Written problem 1
Please identify every line in the entries below that contains the word "wall", matching its case exactly.

Excerpt provided

# Okay, here's a poor shot of my MXL.



## gregg (Oct 30, 2000)

Taken many months ago, when I first got it (no pedals, no bar tape, etc...)

First choice was actually AD10, but would be 4 to 6 months wait. Went for the Mapei scheme, which is very ....bright.

-g


----------



## Trogon (Jan 28, 2004)

*Okay Gregg - how do you post pix?*

I follow the "insert image" icon, don't get it from there. it asks for a URL - is there a way to upload the way we used to do it on the old forums, or do I have to have the image posted somewhere else?


----------



## gregg (Oct 30, 2000)

*Click on the "Manage Attachments" button to upload a pic*

Yeah, it's not as intuitive as "upload photo" but it give you options to upload more than just image files.

-g




Trogon said:


> I follow the "insert image" icon, don't get it from there. it asks for a URL - is there a way to upload the way we used to do it on the old forums, or do I have to have the image posted somewhere else?


----------



## treebound (Oct 16, 2003)

*image test*

image captured from Colnago's site. Not my bike but the same color scheme.

... let's see... manage attachments ... browse... click... did it work?


----------



## gregg (Oct 30, 2000)

*looks good to me!*

Yup, d'ats a nice scheme.




treebound said:


> image captured from Colnago's site. Not my bike but the same color scheme.
> 
> ... let's see... manage attachments ... browse... click... did it work?


----------



## Trogon (Jan 28, 2004)

duh - I know how to do this, it's the same as the Serotta Forum. sorry to be such a putz.


----------



## Trogon (Jan 28, 2004)

*Here are my Dream Plus and MxL*

here they are.


----------



## roadmeister (Apr 4, 2002)

*A photo of my 'significant other"....*

She's a real looker, no???


----------



## Bocephus Jones (Feb 3, 2004)

*heres my mxl*

here it is


----------



## karil (Feb 18, 2003)

Here is my version...


----------



## margoC (Jan 22, 2004)

gregg said:


> Taken many months ago, when I first got it (no pedals, no bar tape, etc...)
> 
> First choice was actually AD10, but would be 4 to 6 months wait. Went for the Mapei scheme, which is very ....bright.
> 
> -g



I really like that scheme!!! I like bright motorcycles and bicycles, and black guns!


----------



## collinsc (Feb 3, 2004)

Yo Terry, er..Trogon, what is the official designation on that MXL color? Looks good.


----------



## Bonked (Nov 11, 2002)

*beautiful!*

i had to decide between this and the LX14 (which i got)...often wish i had a geo though!


----------



## rfrancisco (Feb 2, 2004)

*My C-93*

This is my C-93 it's 11 years young, it's painted in the Ariostea team colors. Running Campy 9-spd Centaur w/ Racing T, Campy Proton wheels, Litespeed house brand carbon fork, Kestrel EMS Pro handlebar, Chours Ti seatpost, San Marco Aspide saddle.


----------



## Bocephus Jones (Feb 3, 2004)

*Love the geo color*



Trogon said:


> here they are.


When I get my C-50 I'm tempted to get that color scheme. I think they look way better in person than via a picture. Have you seen the wacky spiderman paintjob on the C-50?

Here's a better image of My MXL...the one below was a bit small to see detail of paintjob


----------

Written problem 2
List each component that rfrancisco names as part of the C-93 in the bike forum thread.

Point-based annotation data
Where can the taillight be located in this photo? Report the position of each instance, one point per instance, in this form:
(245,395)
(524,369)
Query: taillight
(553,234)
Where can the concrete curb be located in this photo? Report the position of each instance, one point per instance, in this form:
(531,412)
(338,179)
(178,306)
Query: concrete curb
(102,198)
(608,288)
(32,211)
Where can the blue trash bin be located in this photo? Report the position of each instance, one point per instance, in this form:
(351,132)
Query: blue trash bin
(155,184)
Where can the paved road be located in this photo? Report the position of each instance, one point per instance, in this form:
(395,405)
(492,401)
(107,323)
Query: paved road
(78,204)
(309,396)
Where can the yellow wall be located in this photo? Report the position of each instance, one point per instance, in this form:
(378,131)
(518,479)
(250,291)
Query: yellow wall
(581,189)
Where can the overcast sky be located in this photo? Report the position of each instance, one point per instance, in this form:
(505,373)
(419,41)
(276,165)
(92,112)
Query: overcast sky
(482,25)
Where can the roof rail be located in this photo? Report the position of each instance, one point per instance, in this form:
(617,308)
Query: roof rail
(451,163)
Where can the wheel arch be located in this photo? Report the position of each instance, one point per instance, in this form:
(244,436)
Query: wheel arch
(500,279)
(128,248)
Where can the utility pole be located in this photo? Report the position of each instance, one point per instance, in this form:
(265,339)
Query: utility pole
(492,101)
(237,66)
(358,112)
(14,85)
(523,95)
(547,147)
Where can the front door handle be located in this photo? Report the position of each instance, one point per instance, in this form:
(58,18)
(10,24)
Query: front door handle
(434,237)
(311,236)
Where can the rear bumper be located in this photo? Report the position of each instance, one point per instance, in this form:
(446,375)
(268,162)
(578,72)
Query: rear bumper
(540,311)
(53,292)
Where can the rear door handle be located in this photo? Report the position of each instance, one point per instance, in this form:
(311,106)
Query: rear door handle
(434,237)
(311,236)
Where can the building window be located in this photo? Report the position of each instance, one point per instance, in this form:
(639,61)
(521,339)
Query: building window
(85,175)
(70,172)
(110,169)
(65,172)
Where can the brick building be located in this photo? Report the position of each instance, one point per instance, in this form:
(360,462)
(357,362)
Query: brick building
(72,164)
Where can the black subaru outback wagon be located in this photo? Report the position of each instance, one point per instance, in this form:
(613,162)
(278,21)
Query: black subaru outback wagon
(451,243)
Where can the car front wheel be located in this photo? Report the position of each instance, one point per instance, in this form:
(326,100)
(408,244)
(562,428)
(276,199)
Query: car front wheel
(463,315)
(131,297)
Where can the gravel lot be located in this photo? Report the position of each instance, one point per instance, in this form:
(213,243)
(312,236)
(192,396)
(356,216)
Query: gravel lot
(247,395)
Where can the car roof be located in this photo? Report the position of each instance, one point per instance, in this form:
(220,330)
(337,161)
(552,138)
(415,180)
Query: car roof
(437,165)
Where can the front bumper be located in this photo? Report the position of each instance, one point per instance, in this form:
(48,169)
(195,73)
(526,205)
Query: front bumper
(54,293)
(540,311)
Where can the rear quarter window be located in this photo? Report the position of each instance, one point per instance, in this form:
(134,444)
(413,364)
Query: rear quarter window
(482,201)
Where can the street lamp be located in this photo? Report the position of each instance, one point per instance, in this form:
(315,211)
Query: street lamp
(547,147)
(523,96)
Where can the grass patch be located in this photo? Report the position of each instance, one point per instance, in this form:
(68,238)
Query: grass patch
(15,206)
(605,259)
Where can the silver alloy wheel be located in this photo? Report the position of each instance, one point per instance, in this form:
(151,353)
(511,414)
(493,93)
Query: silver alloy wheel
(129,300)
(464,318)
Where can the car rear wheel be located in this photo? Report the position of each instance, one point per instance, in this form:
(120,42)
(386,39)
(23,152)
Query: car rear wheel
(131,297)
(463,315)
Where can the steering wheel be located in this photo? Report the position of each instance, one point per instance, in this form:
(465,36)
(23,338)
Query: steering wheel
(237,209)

Result 1
Where can the yellow wall be located in this photo? Report the position of each instance, one point per instance, in this form:
Query: yellow wall

Result 2
- Campy 9-spd Centaur w/ Racing T
- Campy Proton wheels
- Litespeed house brand carbon fork
- Kestrel EMS Pro handlebar
- Chours Ti seatpost
- San Marco Aspide saddle